Problem details:
Copy every line of the following data verbatim, without any changes.

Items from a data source

-- Start --

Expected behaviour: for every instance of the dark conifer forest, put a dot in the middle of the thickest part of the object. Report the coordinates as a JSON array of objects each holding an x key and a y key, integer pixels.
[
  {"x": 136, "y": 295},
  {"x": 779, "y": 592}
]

-- End --

Answer to the problem:
Expected behaviour: for every instance of the dark conifer forest, put a dot in the middle of the thickest part of the object. Report the coordinates as a JSON array of objects each holding an x key and a y key, integer pixels.
[
  {"x": 136, "y": 295},
  {"x": 779, "y": 592}
]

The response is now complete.